Segment Start: DATA TO PROCESS

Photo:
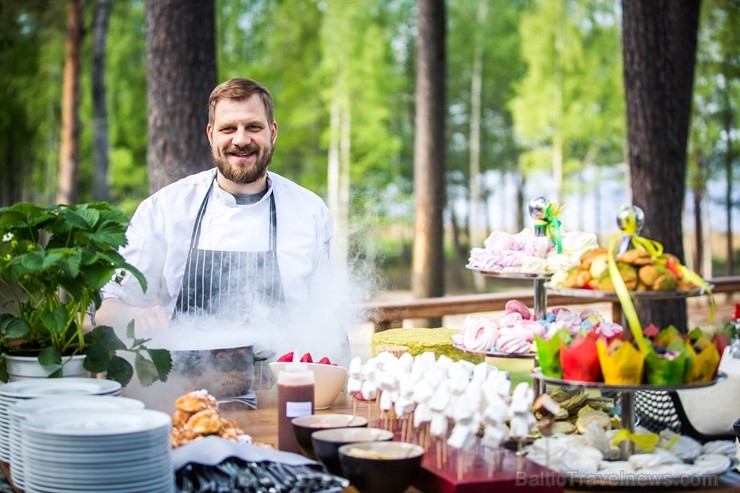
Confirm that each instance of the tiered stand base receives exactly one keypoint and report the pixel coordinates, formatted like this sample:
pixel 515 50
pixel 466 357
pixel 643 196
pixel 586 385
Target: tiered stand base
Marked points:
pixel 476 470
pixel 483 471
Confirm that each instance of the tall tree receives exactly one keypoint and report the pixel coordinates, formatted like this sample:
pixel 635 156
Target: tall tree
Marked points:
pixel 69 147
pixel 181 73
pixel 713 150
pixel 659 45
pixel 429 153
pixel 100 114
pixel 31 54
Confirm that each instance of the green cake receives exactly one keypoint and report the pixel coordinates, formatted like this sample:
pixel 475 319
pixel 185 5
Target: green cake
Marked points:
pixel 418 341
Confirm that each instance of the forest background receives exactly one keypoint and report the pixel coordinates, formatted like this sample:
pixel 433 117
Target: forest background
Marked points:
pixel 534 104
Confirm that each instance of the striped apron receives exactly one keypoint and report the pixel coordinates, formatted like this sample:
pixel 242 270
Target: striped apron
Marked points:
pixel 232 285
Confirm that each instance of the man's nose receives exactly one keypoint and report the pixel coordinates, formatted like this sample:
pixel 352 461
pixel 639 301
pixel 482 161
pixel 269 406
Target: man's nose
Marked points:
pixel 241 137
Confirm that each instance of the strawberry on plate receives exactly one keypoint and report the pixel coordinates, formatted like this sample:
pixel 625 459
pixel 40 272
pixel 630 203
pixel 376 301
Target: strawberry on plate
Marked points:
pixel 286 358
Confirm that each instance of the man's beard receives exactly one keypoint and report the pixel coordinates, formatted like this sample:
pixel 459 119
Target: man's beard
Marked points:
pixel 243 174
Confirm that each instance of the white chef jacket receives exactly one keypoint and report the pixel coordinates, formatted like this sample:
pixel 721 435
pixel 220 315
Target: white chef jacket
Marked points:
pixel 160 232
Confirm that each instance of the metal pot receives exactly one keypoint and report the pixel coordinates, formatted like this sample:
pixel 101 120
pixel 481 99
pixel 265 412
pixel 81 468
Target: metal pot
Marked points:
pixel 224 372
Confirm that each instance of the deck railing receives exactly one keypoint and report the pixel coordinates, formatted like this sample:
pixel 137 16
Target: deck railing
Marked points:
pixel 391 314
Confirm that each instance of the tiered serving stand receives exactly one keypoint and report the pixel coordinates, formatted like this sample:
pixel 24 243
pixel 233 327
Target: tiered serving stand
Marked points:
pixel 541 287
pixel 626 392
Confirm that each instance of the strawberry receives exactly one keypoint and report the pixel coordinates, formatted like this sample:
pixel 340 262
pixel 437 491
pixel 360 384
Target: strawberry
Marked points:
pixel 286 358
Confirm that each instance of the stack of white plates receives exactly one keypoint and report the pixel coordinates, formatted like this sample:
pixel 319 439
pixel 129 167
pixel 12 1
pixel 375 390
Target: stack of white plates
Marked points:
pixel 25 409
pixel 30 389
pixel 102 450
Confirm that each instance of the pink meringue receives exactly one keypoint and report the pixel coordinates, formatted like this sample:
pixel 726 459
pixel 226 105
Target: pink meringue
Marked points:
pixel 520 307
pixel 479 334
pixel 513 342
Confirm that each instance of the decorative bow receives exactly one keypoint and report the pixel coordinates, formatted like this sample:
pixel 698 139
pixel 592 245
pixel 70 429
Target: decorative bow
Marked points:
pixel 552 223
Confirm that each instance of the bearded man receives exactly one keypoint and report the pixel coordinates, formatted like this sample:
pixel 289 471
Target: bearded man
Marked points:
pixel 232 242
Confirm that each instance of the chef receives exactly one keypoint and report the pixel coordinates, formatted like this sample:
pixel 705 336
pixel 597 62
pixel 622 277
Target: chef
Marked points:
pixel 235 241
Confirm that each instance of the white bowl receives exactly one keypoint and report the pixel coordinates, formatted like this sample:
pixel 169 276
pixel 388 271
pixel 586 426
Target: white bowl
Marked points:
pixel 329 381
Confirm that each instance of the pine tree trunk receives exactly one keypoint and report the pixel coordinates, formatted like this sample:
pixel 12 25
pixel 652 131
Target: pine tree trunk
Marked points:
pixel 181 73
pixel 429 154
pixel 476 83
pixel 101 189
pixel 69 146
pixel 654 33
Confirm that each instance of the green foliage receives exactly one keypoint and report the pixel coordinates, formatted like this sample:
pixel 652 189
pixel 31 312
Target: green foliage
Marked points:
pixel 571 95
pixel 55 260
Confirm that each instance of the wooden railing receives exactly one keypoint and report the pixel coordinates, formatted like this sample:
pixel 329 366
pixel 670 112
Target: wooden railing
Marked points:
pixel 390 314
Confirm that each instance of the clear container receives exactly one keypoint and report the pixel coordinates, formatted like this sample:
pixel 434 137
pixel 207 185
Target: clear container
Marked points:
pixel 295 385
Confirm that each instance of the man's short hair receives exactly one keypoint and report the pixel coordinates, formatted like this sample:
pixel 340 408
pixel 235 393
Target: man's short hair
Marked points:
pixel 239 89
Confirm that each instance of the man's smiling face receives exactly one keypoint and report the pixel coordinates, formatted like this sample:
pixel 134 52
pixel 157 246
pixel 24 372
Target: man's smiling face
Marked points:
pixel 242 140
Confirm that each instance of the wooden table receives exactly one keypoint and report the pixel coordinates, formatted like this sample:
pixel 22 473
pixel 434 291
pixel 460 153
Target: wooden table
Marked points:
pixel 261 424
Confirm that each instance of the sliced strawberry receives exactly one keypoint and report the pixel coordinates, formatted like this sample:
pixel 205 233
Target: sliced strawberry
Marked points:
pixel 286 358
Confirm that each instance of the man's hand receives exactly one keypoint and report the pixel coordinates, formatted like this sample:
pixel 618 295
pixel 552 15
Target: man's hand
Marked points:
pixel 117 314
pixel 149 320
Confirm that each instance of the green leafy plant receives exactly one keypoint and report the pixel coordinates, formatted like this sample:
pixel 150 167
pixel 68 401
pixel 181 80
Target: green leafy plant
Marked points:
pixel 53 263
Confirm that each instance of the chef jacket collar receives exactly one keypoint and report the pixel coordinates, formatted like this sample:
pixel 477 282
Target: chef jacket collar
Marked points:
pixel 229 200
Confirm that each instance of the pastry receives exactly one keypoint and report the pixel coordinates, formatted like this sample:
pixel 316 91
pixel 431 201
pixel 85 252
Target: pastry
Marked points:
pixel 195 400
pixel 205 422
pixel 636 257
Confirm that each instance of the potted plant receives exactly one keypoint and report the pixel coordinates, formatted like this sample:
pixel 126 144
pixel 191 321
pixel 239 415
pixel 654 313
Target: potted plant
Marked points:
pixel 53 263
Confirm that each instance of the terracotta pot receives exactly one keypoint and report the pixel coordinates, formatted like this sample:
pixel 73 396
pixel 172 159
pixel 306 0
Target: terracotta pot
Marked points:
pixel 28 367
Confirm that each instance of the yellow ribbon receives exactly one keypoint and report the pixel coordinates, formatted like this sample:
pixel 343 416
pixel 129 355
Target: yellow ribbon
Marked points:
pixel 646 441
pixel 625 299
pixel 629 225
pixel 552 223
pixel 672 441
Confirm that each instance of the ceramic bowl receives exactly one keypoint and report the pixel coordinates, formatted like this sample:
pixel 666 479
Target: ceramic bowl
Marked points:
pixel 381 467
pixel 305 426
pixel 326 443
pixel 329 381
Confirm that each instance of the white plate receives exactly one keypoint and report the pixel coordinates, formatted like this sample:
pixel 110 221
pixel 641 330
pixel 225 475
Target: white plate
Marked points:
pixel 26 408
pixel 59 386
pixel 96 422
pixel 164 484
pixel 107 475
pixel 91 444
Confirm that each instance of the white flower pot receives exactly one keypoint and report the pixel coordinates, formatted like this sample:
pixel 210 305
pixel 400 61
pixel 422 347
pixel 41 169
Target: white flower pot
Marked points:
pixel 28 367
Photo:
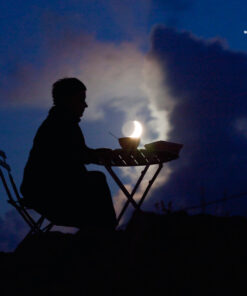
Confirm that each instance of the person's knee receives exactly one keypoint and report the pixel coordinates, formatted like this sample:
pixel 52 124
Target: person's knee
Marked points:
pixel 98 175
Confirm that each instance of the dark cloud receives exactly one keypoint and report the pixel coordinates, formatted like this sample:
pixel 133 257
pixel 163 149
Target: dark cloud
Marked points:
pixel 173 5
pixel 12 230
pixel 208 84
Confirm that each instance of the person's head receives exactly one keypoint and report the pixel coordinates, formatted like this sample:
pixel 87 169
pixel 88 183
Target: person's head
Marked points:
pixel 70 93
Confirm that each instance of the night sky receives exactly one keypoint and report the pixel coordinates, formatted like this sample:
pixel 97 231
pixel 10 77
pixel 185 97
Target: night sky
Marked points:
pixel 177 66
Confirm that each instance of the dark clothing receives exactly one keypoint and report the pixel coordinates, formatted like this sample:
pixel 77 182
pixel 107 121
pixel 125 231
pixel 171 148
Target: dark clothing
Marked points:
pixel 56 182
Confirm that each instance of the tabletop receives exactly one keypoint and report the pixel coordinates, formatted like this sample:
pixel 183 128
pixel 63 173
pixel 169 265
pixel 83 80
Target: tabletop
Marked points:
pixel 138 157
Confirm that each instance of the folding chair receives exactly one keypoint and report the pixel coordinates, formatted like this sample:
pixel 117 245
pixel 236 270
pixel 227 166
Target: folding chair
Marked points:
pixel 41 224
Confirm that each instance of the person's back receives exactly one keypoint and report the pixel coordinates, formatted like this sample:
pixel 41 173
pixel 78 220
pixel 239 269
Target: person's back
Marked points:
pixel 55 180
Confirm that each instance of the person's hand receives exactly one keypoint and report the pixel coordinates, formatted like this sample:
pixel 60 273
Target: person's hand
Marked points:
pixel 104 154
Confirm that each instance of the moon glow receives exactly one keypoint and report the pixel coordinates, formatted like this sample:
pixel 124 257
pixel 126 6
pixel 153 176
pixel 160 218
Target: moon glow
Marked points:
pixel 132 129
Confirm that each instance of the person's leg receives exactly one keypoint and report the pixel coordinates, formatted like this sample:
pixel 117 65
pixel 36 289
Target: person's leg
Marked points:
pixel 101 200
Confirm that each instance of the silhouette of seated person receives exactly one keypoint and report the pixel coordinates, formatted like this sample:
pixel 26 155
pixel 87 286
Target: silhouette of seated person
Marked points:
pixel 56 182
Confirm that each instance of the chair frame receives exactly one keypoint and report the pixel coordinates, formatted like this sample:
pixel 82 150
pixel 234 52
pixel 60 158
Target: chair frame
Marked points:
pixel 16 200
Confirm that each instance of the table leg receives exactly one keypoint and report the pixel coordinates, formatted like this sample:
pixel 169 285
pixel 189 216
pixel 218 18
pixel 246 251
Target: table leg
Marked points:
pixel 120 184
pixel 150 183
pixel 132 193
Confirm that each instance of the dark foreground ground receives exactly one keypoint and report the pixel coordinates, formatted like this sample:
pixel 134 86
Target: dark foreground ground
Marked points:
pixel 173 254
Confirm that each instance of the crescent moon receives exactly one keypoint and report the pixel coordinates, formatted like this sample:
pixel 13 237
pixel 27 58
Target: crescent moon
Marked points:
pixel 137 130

Segment End: DATA TO PROCESS
Segment Start: DATA TO PROCESS

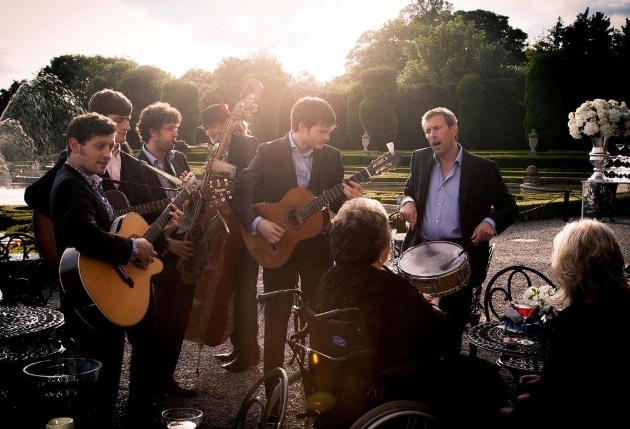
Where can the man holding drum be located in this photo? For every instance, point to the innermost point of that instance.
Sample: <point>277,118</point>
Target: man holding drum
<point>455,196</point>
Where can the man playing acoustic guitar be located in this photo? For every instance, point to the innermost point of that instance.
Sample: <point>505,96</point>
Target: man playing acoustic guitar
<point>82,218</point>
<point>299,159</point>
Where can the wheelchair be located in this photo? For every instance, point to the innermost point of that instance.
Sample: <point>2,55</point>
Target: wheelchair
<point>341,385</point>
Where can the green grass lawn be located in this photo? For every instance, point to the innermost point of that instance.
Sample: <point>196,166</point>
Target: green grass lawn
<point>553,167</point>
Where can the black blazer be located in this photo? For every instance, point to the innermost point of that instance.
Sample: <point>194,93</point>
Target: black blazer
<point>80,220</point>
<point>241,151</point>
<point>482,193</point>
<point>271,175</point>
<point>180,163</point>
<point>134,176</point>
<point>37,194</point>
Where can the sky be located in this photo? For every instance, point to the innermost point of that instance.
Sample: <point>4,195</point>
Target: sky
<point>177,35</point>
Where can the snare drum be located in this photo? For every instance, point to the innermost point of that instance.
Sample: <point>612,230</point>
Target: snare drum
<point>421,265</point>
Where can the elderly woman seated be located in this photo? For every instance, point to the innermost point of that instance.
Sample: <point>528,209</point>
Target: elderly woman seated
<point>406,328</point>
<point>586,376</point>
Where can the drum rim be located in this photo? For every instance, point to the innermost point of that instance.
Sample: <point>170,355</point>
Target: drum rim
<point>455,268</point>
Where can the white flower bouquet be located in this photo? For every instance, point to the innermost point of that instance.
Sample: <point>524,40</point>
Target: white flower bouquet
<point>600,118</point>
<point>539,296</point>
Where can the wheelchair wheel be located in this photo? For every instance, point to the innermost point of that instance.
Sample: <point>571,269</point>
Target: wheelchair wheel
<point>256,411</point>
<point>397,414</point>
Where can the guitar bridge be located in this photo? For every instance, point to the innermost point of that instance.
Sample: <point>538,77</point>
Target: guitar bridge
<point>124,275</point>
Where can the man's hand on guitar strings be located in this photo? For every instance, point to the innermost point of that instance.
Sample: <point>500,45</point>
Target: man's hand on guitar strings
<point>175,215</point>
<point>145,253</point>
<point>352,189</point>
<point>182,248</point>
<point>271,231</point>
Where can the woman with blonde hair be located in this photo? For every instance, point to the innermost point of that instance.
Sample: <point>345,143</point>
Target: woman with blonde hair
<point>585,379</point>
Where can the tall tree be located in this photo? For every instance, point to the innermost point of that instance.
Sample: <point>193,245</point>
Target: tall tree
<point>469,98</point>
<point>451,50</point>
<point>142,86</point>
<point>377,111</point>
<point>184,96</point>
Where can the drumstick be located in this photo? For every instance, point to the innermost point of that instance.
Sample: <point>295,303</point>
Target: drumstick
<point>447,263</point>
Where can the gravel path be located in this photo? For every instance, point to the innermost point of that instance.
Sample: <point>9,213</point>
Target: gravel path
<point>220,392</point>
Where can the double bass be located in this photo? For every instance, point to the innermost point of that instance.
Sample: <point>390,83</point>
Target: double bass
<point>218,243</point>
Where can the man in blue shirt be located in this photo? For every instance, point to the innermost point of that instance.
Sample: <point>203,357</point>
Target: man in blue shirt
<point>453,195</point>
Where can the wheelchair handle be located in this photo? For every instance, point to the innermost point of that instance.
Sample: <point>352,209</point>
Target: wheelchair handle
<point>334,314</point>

Segment End: DATA TO PROCESS
Segment Start: DATA TO PROCESS

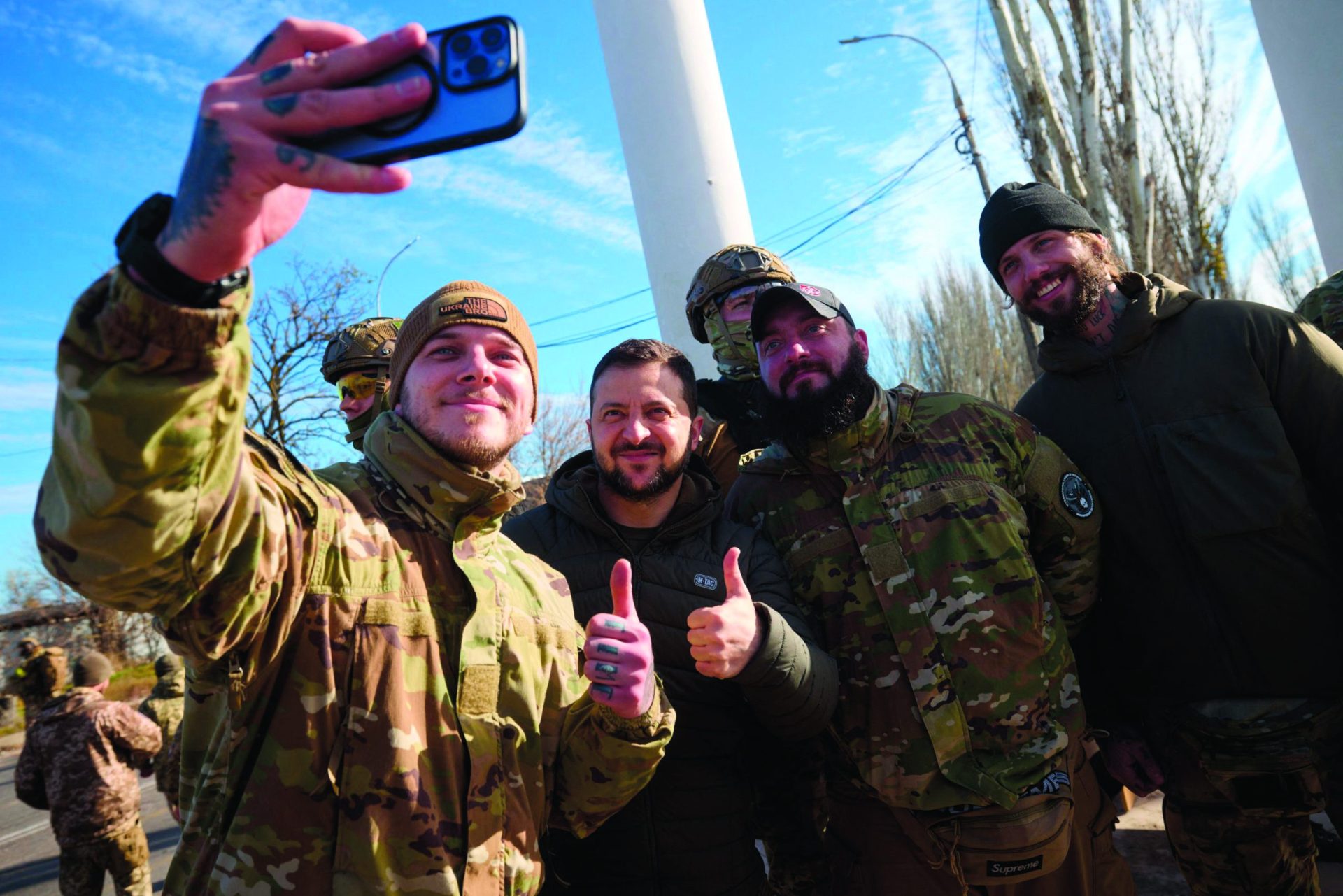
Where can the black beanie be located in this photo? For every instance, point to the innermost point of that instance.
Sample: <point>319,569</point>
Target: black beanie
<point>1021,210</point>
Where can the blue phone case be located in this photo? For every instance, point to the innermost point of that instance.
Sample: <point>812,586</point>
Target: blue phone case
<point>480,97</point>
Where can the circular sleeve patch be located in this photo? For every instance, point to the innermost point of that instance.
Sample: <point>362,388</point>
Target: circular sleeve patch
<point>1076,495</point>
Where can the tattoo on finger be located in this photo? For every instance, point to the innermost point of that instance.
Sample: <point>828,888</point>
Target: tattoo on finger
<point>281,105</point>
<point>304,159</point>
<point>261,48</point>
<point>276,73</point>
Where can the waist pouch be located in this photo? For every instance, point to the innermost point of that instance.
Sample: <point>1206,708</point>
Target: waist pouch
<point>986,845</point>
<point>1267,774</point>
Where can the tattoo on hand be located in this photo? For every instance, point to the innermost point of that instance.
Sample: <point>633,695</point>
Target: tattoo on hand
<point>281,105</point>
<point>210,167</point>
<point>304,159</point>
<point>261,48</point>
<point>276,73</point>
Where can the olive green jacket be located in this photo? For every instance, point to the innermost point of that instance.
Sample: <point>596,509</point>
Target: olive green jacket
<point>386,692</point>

Segment End: DATA TO PROCESS

WHAT YOU WILL DO.
Begin with the line that has "pixel 459 119" in the listing above and end after the line that has "pixel 220 315"; output those lines exactly.

ANSWER BOX.
pixel 459 119
Target: man's beard
Marked points:
pixel 243 174
Confirm that each instance of the white chef jacket receives exactly one keypoint and report the pixel coordinates, formatted like this sample:
pixel 721 435
pixel 220 315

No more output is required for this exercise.